Every record below is to be restated verbatim, though its images are not.
****************************************
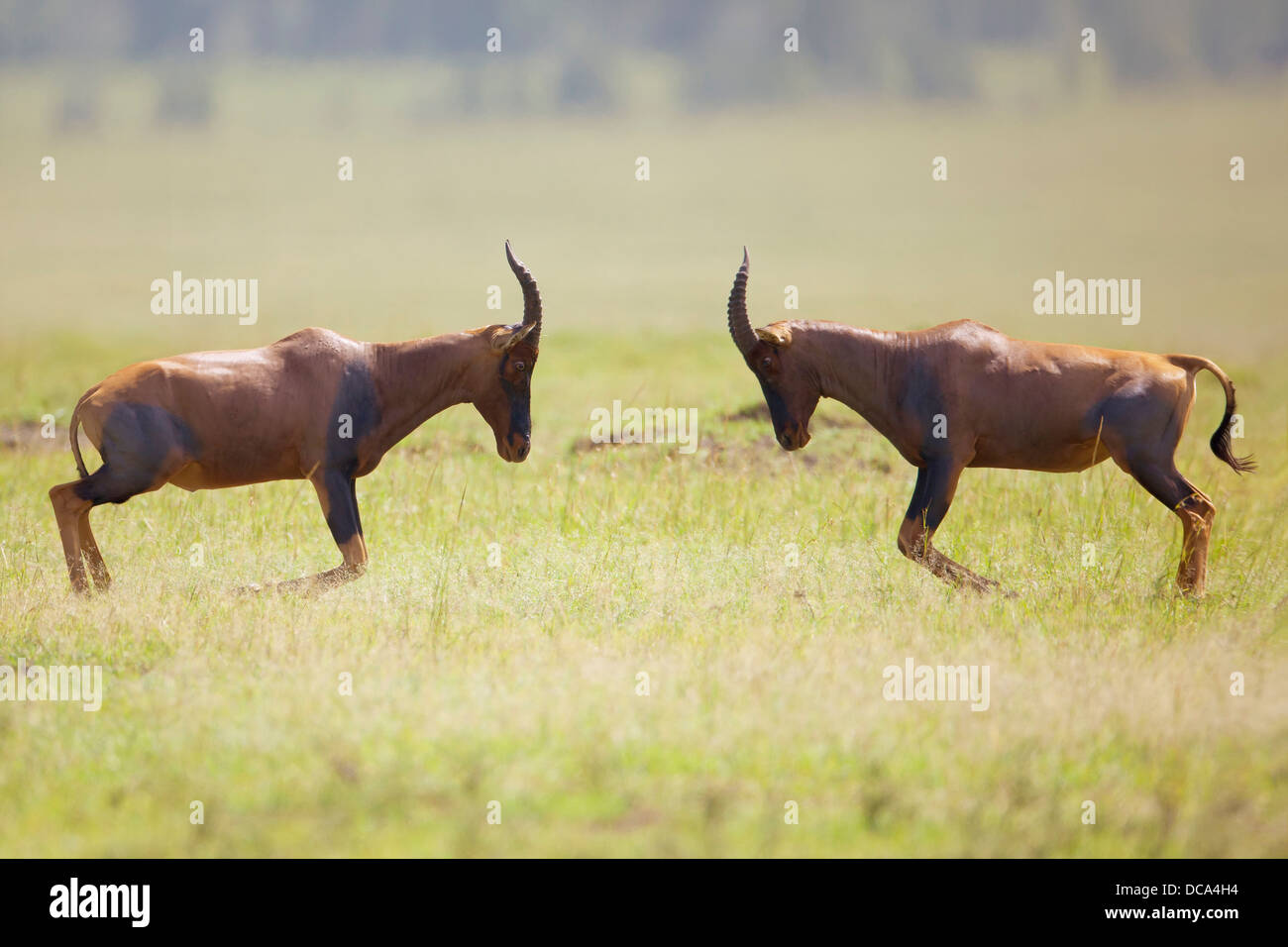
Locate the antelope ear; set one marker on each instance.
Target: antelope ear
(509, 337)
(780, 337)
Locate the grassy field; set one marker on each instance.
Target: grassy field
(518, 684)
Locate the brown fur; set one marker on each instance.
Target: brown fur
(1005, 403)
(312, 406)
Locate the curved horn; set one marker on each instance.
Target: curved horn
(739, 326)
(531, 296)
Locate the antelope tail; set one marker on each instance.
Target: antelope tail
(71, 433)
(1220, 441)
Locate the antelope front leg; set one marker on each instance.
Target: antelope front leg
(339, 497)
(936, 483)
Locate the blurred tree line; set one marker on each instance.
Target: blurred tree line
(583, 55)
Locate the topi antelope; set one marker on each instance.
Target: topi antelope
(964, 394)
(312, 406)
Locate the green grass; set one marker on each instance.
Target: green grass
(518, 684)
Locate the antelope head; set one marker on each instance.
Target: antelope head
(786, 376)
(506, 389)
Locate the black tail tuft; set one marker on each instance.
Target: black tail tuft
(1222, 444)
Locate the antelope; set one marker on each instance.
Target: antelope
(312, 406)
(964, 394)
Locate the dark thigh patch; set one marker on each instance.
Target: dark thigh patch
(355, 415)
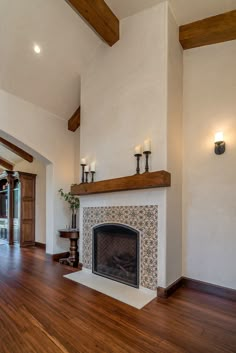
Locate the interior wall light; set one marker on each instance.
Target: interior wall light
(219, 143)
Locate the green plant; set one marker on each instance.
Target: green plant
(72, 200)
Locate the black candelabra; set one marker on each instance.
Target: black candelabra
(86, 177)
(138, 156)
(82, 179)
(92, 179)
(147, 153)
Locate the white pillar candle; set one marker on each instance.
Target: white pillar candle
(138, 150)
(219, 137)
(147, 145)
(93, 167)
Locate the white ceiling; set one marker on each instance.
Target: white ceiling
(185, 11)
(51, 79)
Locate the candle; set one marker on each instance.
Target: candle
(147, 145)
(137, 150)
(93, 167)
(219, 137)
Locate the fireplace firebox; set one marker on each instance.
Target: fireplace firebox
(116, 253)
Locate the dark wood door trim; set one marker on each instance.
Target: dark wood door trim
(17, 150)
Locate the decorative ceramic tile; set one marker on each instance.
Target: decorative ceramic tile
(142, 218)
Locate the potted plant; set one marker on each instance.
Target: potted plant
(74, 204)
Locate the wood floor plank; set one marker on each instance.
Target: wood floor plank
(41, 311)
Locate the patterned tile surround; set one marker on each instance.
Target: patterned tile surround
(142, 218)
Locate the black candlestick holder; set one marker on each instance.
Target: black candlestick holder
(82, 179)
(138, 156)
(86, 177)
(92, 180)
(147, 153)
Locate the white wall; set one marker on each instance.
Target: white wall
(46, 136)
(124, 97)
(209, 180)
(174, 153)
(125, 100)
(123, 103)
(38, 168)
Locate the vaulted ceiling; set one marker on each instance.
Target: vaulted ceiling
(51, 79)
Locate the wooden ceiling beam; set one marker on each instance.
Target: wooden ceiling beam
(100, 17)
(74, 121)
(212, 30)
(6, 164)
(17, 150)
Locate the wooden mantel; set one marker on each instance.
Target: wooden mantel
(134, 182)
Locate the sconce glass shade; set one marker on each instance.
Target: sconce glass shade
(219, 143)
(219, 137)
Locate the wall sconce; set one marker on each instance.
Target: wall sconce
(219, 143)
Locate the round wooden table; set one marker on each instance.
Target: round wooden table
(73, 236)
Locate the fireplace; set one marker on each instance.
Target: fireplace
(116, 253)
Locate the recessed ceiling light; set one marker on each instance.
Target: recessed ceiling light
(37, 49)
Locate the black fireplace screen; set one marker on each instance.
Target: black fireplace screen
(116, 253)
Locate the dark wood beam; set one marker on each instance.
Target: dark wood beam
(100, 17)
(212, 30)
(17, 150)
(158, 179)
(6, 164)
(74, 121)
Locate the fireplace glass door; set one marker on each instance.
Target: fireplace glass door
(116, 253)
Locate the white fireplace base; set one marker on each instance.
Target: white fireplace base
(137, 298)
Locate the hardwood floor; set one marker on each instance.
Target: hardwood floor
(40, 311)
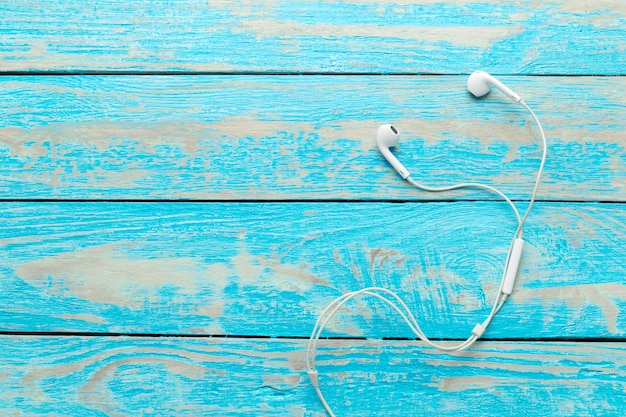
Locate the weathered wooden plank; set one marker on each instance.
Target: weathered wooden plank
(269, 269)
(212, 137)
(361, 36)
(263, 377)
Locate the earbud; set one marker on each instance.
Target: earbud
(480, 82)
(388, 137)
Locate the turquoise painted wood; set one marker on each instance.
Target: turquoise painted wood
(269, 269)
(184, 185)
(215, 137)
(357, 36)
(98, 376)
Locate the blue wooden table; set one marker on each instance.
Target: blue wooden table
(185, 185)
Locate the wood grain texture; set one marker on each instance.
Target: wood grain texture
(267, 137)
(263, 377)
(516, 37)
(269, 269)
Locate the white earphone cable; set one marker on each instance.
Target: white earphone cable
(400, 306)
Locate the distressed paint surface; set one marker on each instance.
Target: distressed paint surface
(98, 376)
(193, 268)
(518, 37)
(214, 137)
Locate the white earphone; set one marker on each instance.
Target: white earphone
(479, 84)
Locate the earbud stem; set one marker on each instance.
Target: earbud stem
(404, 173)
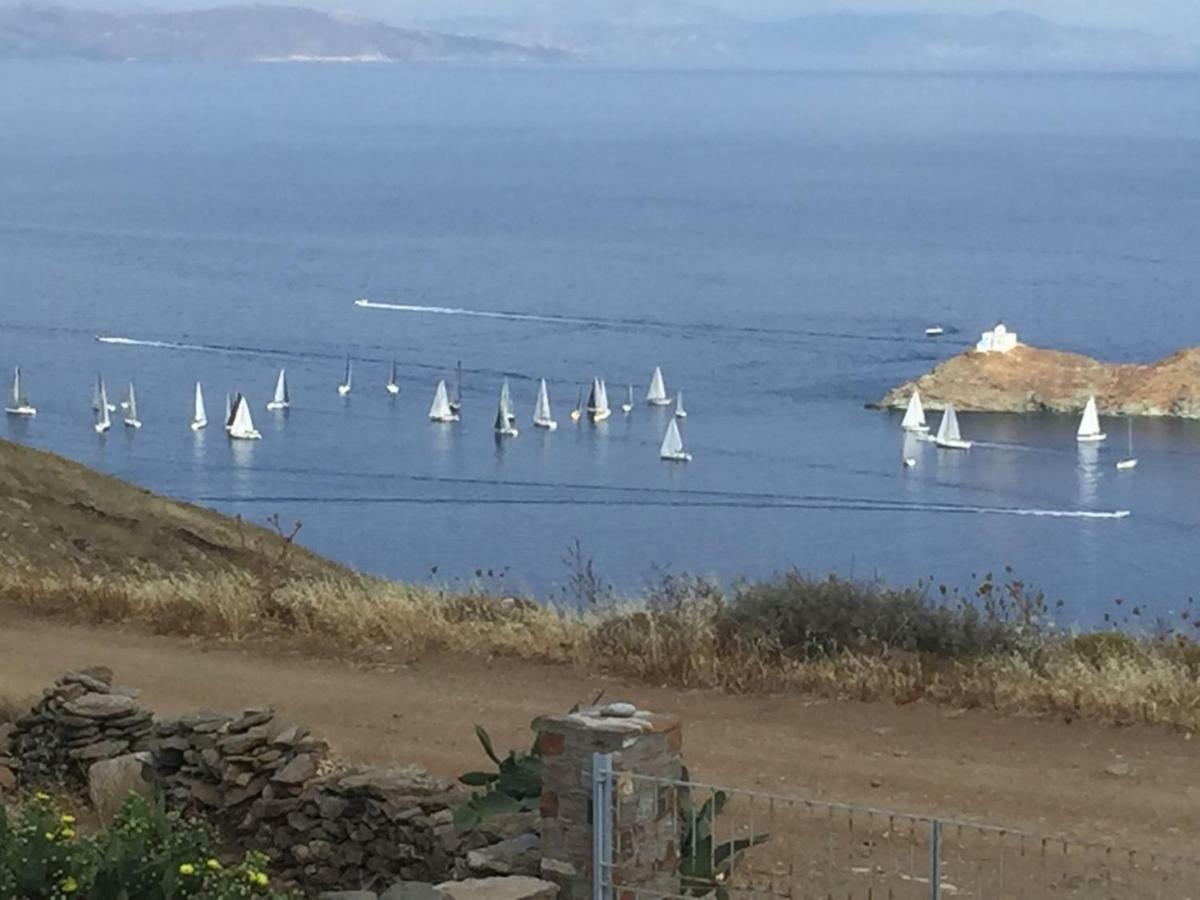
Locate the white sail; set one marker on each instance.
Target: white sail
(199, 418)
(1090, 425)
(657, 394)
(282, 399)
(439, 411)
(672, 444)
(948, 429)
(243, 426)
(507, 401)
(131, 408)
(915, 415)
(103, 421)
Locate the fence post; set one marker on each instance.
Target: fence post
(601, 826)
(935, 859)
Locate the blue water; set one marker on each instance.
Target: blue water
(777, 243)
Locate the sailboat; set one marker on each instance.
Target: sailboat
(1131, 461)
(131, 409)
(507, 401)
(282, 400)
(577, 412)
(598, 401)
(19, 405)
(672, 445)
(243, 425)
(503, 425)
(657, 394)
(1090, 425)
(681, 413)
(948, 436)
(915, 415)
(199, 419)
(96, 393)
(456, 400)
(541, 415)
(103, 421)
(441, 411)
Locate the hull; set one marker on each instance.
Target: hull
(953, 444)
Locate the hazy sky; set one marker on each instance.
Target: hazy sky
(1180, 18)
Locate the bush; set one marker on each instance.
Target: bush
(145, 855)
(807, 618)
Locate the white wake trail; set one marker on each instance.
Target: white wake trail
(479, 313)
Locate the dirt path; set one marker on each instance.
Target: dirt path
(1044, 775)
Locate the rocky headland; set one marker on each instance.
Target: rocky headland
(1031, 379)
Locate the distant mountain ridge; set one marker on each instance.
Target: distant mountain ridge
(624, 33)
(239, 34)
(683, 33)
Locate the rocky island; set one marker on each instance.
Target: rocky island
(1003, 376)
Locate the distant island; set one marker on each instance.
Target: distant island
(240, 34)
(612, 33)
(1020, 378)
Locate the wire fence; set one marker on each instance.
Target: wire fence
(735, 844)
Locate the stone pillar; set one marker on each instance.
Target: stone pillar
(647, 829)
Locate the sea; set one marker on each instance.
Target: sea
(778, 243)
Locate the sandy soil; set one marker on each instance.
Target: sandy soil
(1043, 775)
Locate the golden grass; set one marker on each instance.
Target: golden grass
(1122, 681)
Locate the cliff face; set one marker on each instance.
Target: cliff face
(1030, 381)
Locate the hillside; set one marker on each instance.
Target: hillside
****************************************
◆ **Problem solution**
Locate the antelope ear; set one marker on each instance.
Target: antelope ear
(509, 337)
(780, 337)
Locate the grassy field; set one marker on each instance.
Target: grassy field
(518, 684)
Locate the brown fur; set one marker on each instance.
Target: brown fur
(1005, 403)
(312, 406)
Locate the curved horn; set one marker on each instance.
Target: curved horn
(739, 326)
(531, 296)
Locate the antelope tail; set one marker on each instance.
Target: antelope tail
(71, 433)
(1220, 441)
Locate the antelope front leg; set one marker on each instance.
Target: antelope front leg
(339, 497)
(936, 483)
Locate the blurred tree line; set one marker on each instance.
Target: blurred tree line
(583, 55)
Locate the topi antelope; set one marker on each instance.
Target: topi antelope
(964, 394)
(312, 406)
Locate the green grass; set one marker on each instance.
Target: green grass
(518, 684)
Locate the antelope head; set one marker on each instance.
Target: antelope head
(786, 376)
(506, 389)
Locate the black tail tuft; set one marker on each instance.
Target: black tail tuft
(1222, 444)
Locate the antelope; set one marker on each instance.
Target: antelope
(312, 406)
(964, 394)
Locate the dark thigh patch; set one marker on each instance.
Target: dark thigh patch
(355, 415)
Locate the interior wall light; set one marker on each instance.
Target: interior wall light
(219, 143)
Locate the green plant; set one marker on each instance.
Target: green plant
(72, 200)
Locate the black candelabra; set one marker on each instance.
Target: black candelabra
(86, 177)
(138, 156)
(82, 179)
(92, 179)
(147, 153)
Locate the white pillar candle; set one marker on each instance.
Target: white pillar candle
(138, 150)
(219, 137)
(147, 145)
(93, 167)
Locate the white ceiling; set one marker on each instance.
Target: white ceiling
(185, 11)
(51, 79)
Locate the candle; set one marker on each instance.
Target: candle
(147, 145)
(137, 150)
(93, 167)
(219, 137)
Locate the fireplace firebox; set one marker on each instance.
Target: fireplace firebox
(116, 253)
Locate the dark wood door trim; set one marker on each instance.
Target: dark wood door trim
(17, 150)
Locate the decorative ceramic tile; set one marker on each instance.
Target: decorative ceramic tile
(142, 218)
Locate the potted plant; set one marker on each instance.
Target: potted plant
(74, 204)
Locate the wood floor plank; set one marker on each instance.
Target: wood floor plank
(41, 311)
Locate the patterned tile surround; set one marker on each instance.
Target: patterned tile surround
(142, 218)
Locate the black candlestick holder; set one marker on each instance.
Target: black candlestick holder
(82, 179)
(138, 156)
(86, 177)
(92, 180)
(147, 153)
Locate the white wall; set one marker on each instance.
Target: white wall
(46, 136)
(124, 97)
(209, 180)
(174, 153)
(125, 100)
(123, 103)
(38, 168)
Locate the vaulted ceiling; set one marker on each instance.
Target: vaulted ceiling
(51, 79)
Locate the wooden ceiling beam; set one marker on each instance.
Target: wooden ceiling beam
(100, 17)
(74, 121)
(212, 30)
(6, 164)
(17, 150)
Locate the wooden mantel; set one marker on each instance.
Target: wooden mantel
(134, 182)
Locate the sconce glass shade; set one marker on each instance.
Target: sconce glass shade
(219, 143)
(219, 137)
Locate the wall sconce; set one marker on each instance.
Target: wall sconce
(219, 143)
Locate the round wooden table; set one marker on each instance.
Target: round wooden table
(73, 236)
Locate the fireplace; set one marker on each instance.
Target: fireplace
(116, 253)
Locate the recessed ceiling light; set one marker on each instance.
Target: recessed ceiling light
(37, 49)
Locate the black fireplace screen; set one marker on each instance.
Target: black fireplace screen
(116, 253)
Locate the dark wood beam; set one marker on each instance.
Target: dark wood beam
(100, 17)
(212, 30)
(17, 150)
(158, 179)
(6, 164)
(74, 121)
Locate the fireplace glass door; set one marker on each instance.
Target: fireplace glass door
(116, 253)
Locate the white fireplace base; set one marker on each instance.
Target: white fireplace base
(137, 298)
Locate the hardwood floor; set one marker on each instance.
Target: hardwood floor
(40, 311)
Locate the weathered wooden plank; set one marker on each instance.
Target: weathered wooden plank
(269, 269)
(212, 137)
(361, 36)
(263, 377)
Locate the earbud; set one marker on each instance.
Target: earbud
(480, 82)
(388, 137)
Locate the turquoise painted wood; set one marker on each instance.
Target: turquoise painted wood
(269, 269)
(184, 185)
(215, 137)
(357, 36)
(98, 376)
Locate the blue wooden table; set one marker on each instance.
Target: blue wooden table
(185, 185)
Locate the wood grain texture; set one marker on each instance.
Target: wood grain texture
(267, 137)
(263, 377)
(516, 37)
(269, 269)
Locate the white earphone cable; set one marker on each instance.
Target: white earphone cable
(400, 306)
Locate the distressed paint surface; set one marker on each instance.
Target: distressed paint surface
(98, 376)
(193, 268)
(518, 37)
(214, 137)
Locate the white earphone; set one marker on each instance.
Target: white earphone
(479, 84)
Locate the earbud stem; set one marker on each instance.
Target: earbud stem
(404, 173)
Locate the white sail; set one marker on each instance.
Target: white sail
(199, 418)
(1090, 425)
(657, 394)
(282, 399)
(439, 411)
(672, 444)
(948, 429)
(243, 426)
(507, 401)
(131, 408)
(915, 415)
(103, 421)
Locate the fence post; set one marker on each instance.
Target: fence post
(601, 826)
(935, 859)
Locate the blue water; set one marker on each instance.
Target: blue water
(777, 243)
Locate the sailboat; set one marker on each instance.
Target: sailboat
(1131, 461)
(131, 409)
(507, 401)
(282, 400)
(577, 412)
(598, 401)
(19, 405)
(672, 445)
(243, 425)
(503, 425)
(657, 394)
(1090, 425)
(681, 413)
(948, 436)
(915, 415)
(199, 419)
(96, 393)
(456, 400)
(541, 415)
(103, 421)
(441, 411)
Locate the hull; set one marker on each instance.
Target: hull
(953, 444)
Locate the hazy sky; set one marker on each instance.
Target: hazy sky
(1180, 18)
Locate the bush; set one marker on each instance.
Target: bush
(145, 855)
(807, 618)
Locate the white wake trail; set one marker on each instance.
Target: white wake trail
(479, 313)
Locate the dirt path; set one marker on each instance.
Target: dirt path
(1044, 775)
Locate the rocky headland; set one marker on each instance.
Target: rocky headland
(1031, 379)
Locate the distant mountain ridge; set one marker on each instance.
Target: distant mountain ridge
(624, 33)
(239, 34)
(683, 33)
Locate the rocky island; set one marker on each instance.
Target: rocky island
(1003, 376)
Locate the distant island; set one marker on each instance.
Target: distant island
(240, 34)
(612, 33)
(1020, 378)
Locate the wire fence; set one marker on each instance.
Target: wire fence
(735, 844)
Locate the stone pillar; set one marker on each instance.
Target: stone pillar
(647, 829)
Locate the sea; set one marker on each instance.
Target: sea
(778, 243)
Locate the sandy soil; set one marker on each instance.
Target: sandy soil
(1043, 775)
Locate the golden grass; set one marker on each instance.
Target: golden grass
(1122, 681)
Locate the cliff face; set one marker on each instance.
Target: cliff face
(1030, 381)
Locate the hillside; set one marker on each instance.
Target: hillside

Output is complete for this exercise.